> Exercise requirements: Only these lines of the data below are wanted: the one with "-- sample [535,464].", the one with "-- sample [378,317].", and any lines between them, each repeated exactly.

(Stored entries)
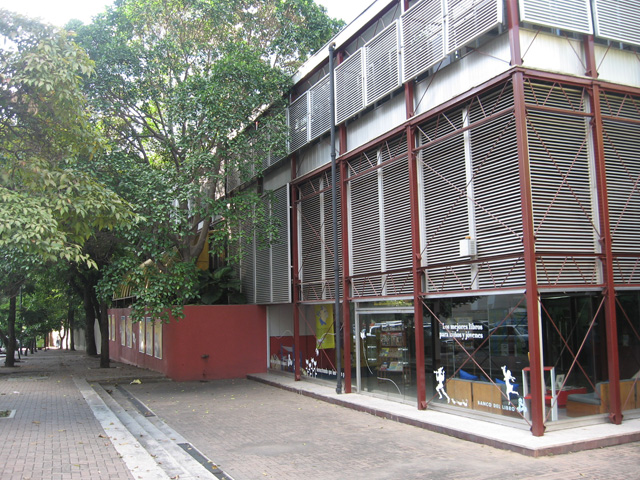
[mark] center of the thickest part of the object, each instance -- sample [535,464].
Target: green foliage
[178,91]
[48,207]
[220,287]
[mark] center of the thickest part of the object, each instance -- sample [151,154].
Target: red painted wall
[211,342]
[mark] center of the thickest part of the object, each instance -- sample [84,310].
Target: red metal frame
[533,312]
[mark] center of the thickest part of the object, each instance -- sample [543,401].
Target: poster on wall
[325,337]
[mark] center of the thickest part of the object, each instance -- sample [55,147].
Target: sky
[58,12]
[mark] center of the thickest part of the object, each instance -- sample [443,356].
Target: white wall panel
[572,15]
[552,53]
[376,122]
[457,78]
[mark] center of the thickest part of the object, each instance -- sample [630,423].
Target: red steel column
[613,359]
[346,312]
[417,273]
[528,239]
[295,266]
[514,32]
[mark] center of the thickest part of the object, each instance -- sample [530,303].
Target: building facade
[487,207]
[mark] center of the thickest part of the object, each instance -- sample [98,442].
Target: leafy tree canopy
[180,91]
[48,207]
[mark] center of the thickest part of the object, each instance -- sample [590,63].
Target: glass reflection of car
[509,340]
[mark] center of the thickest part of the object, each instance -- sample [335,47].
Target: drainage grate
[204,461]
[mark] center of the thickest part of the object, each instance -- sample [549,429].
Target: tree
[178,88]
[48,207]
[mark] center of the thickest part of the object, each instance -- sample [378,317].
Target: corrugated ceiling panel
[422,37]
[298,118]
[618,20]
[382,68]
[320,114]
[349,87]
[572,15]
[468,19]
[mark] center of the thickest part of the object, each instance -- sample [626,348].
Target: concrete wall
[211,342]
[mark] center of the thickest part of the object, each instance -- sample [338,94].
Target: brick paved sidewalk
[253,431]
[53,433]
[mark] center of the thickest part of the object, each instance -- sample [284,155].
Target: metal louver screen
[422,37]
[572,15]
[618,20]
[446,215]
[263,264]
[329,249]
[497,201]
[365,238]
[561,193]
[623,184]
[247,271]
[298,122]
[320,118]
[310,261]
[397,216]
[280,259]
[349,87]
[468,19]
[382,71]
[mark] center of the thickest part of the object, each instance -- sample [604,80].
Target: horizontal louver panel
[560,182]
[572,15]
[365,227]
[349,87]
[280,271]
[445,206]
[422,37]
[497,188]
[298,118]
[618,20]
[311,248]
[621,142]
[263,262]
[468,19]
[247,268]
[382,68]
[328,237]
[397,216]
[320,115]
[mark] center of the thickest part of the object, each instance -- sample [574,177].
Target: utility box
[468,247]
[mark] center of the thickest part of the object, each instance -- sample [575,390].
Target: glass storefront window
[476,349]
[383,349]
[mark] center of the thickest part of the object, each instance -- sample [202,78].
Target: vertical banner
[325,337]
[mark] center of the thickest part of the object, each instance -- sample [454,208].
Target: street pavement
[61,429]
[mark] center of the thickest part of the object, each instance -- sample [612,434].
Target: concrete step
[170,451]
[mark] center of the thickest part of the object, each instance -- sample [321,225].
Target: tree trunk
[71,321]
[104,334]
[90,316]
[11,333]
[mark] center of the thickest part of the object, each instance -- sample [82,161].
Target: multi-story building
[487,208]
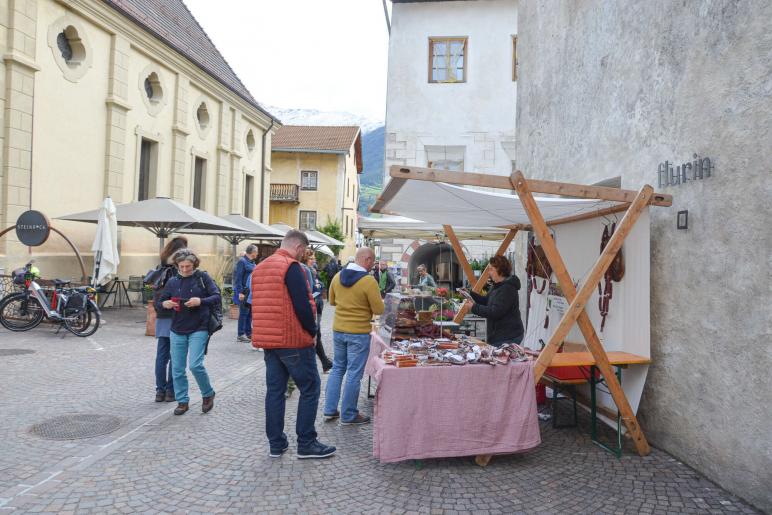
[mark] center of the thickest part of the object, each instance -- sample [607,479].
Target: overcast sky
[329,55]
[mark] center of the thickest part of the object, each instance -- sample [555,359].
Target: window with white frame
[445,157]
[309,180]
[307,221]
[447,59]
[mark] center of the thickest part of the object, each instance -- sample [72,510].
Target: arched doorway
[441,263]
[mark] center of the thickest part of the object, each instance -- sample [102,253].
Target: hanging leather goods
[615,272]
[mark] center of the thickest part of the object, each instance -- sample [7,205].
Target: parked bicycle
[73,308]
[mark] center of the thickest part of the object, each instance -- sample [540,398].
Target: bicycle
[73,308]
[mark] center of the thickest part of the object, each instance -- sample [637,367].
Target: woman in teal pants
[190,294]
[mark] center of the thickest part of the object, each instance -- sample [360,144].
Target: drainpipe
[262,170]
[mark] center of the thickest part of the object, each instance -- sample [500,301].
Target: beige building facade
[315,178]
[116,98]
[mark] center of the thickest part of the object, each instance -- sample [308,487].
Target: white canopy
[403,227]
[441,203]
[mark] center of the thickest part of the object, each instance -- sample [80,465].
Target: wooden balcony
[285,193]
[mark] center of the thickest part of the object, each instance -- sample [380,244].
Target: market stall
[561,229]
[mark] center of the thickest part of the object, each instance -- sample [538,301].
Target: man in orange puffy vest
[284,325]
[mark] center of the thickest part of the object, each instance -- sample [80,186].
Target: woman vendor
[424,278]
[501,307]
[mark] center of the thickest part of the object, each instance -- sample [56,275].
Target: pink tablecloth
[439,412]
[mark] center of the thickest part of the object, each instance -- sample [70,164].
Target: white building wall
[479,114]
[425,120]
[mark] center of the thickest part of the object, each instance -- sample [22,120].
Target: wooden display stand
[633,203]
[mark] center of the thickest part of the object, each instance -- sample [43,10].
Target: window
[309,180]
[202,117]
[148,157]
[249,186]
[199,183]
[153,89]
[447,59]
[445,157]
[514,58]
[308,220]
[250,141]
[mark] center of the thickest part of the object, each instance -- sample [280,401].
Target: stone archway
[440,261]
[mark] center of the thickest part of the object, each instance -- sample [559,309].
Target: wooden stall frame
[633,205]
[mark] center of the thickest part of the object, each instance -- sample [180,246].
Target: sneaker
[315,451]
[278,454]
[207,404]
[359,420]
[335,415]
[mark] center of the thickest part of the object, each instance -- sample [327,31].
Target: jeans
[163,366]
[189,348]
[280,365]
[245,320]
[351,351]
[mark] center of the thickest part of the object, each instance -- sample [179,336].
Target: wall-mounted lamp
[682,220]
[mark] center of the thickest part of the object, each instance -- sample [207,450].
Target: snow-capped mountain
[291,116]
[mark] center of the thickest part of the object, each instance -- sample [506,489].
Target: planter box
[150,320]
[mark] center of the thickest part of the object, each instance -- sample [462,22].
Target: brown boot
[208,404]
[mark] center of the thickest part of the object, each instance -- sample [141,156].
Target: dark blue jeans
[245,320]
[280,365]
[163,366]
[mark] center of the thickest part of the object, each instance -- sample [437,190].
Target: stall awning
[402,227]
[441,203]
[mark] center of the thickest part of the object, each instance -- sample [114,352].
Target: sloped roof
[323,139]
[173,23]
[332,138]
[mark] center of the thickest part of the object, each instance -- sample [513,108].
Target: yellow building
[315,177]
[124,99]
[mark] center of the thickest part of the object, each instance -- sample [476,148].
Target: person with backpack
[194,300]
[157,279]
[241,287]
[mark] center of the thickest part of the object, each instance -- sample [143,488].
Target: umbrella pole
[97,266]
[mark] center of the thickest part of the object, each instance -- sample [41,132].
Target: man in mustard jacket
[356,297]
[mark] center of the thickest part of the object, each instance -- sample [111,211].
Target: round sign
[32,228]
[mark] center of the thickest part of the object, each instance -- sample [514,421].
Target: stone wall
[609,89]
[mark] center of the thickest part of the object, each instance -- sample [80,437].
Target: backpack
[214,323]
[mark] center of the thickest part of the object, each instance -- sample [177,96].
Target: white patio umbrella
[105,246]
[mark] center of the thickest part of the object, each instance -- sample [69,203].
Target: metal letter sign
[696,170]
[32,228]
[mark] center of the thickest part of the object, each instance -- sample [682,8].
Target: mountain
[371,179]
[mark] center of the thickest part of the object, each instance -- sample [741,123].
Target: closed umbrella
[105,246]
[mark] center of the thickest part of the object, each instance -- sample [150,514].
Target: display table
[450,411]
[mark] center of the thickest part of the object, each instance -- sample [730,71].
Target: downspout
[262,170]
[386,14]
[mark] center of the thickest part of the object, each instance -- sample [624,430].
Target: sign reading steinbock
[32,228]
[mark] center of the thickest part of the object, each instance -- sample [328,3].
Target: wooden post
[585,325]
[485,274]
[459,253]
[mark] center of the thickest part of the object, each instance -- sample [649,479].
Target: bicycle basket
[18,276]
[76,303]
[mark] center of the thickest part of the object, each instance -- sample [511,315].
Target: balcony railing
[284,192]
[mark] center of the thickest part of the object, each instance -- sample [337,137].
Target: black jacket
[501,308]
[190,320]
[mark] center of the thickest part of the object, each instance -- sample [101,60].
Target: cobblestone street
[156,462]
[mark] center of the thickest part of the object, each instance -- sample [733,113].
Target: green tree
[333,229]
==
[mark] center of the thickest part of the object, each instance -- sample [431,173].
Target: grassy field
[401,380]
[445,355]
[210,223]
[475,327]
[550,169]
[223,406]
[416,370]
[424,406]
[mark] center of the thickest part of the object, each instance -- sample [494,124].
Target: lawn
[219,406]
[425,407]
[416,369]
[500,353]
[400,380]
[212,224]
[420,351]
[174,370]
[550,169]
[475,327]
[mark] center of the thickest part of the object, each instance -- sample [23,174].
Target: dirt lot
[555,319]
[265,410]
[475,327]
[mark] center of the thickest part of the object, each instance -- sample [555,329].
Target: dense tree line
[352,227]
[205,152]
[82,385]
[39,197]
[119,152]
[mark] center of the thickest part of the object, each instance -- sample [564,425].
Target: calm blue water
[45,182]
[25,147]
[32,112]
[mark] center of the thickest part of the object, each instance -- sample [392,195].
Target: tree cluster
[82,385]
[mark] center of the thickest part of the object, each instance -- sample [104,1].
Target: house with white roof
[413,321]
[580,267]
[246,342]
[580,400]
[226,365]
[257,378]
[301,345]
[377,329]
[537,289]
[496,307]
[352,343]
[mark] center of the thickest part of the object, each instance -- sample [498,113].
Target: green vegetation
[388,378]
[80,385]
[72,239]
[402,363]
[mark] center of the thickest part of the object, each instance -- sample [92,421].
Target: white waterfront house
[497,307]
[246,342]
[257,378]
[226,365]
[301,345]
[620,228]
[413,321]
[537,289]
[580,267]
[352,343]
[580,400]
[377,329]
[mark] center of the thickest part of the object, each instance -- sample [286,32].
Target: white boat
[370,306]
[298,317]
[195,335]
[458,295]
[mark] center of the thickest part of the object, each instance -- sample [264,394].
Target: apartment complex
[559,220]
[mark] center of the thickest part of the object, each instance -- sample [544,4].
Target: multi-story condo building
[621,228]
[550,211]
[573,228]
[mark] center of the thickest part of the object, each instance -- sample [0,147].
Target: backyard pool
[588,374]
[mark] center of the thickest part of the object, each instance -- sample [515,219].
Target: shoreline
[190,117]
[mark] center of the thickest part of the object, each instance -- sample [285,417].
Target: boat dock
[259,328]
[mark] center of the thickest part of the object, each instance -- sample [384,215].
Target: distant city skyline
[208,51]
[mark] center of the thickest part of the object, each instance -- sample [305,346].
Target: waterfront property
...
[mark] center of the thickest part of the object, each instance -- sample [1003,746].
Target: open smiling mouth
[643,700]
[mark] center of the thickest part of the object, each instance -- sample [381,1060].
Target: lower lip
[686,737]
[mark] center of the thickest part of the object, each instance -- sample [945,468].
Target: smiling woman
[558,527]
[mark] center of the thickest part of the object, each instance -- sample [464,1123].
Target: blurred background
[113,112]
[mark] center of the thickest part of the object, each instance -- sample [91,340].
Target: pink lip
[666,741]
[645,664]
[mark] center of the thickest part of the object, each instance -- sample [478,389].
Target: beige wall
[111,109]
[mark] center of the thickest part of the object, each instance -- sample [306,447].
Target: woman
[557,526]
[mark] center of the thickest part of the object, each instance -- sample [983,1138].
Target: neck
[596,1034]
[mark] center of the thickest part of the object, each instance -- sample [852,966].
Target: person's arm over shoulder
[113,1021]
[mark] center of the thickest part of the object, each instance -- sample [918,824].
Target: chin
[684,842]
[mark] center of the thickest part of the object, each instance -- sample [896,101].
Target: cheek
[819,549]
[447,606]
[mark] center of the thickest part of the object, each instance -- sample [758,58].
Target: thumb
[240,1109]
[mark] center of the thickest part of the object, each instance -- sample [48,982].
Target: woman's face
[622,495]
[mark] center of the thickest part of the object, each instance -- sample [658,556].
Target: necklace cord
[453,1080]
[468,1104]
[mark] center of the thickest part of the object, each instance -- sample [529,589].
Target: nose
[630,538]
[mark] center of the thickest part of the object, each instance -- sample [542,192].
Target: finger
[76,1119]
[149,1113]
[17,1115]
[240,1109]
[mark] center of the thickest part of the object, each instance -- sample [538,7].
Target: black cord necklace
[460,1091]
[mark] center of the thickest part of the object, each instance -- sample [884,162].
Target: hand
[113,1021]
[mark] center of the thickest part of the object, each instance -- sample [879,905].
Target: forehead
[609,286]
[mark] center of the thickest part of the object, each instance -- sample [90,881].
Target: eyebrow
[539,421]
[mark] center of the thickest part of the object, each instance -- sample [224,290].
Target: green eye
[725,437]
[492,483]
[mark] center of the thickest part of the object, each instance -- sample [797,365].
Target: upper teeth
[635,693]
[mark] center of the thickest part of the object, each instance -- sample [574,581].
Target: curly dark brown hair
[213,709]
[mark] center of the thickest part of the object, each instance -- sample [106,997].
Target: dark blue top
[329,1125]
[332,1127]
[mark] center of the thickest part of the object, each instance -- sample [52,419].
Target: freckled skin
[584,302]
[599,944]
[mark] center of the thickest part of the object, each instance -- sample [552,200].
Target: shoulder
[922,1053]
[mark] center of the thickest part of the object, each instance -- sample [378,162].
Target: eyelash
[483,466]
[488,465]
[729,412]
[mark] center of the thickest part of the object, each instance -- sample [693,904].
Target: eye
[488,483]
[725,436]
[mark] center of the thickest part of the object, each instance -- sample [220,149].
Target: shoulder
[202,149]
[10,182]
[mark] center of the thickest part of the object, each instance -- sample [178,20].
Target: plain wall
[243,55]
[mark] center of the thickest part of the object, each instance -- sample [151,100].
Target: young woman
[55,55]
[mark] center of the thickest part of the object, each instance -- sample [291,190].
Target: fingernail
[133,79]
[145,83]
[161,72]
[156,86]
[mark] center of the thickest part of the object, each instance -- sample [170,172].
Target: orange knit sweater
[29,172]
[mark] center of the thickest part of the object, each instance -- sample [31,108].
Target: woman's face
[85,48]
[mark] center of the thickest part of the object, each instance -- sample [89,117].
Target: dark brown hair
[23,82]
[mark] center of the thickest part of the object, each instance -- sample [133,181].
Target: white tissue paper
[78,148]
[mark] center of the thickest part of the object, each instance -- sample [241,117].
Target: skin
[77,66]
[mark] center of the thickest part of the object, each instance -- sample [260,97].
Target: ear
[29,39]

> Result of the task:
[mark] center of the thickest part of the object, each instance -- sample [535,464].
Target: green foliage
[178,91]
[48,207]
[220,287]
[mark] center of the thickest part of the object, each instance -- sample [151,154].
Target: red painted wall
[211,342]
[mark] center of the thickest part of the object, each instance -- sample [84,310].
Target: red metal frame
[533,312]
[mark] center of the thickest part of the object, each instance -- sample [543,401].
Target: poster on wall
[325,337]
[mark] center of the thickest part of the object, each instance -- sample [55,147].
Target: sky
[58,12]
[mark] center of the thickest part of the object, each instance -- sample [443,356].
Target: white wall panel
[572,15]
[552,53]
[376,122]
[457,78]
[mark] center of the thickest part of the object, each instance -- sample [630,423].
Target: red steel column
[613,359]
[346,312]
[417,273]
[528,239]
[295,266]
[514,32]
[mark] center of the thickest part of the object, each instance -- sample [530,303].
Target: building facade
[487,207]
[mark] center of the thickest part of the object, each instance -- sample [98,442].
Target: leafy tree canopy
[180,91]
[48,207]
[mark] center of the thickest part of the object, each instance -- sample [590,63].
Target: glass reflection of car
[509,340]
[mark] center of the thickest part of the object, each instance -- sample [335,47].
Target: drainage grate
[204,461]
[mark] center of the thickest part of the object, each instance -- sample [549,429].
Target: tree
[178,88]
[48,207]
[mark] center of the thickest part of the object, each instance -- sample [378,317].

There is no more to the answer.